══ GIVEN ENTRIES
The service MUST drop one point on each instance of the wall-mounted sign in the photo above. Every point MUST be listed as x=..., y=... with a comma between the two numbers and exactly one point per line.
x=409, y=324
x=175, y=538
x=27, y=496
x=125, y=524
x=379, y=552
════
PROBLEM REQUIREMENTS >> All of the entries must be written out exactly as they stand.

WRITTEN ANSWER >>
The service MUST drop one point on each instance of the wall-mounted sign in the photo above. Every point MUST be listed as x=..., y=... with a comma between the two numbers and exactly one point per line.
x=409, y=324
x=175, y=538
x=27, y=496
x=125, y=524
x=379, y=552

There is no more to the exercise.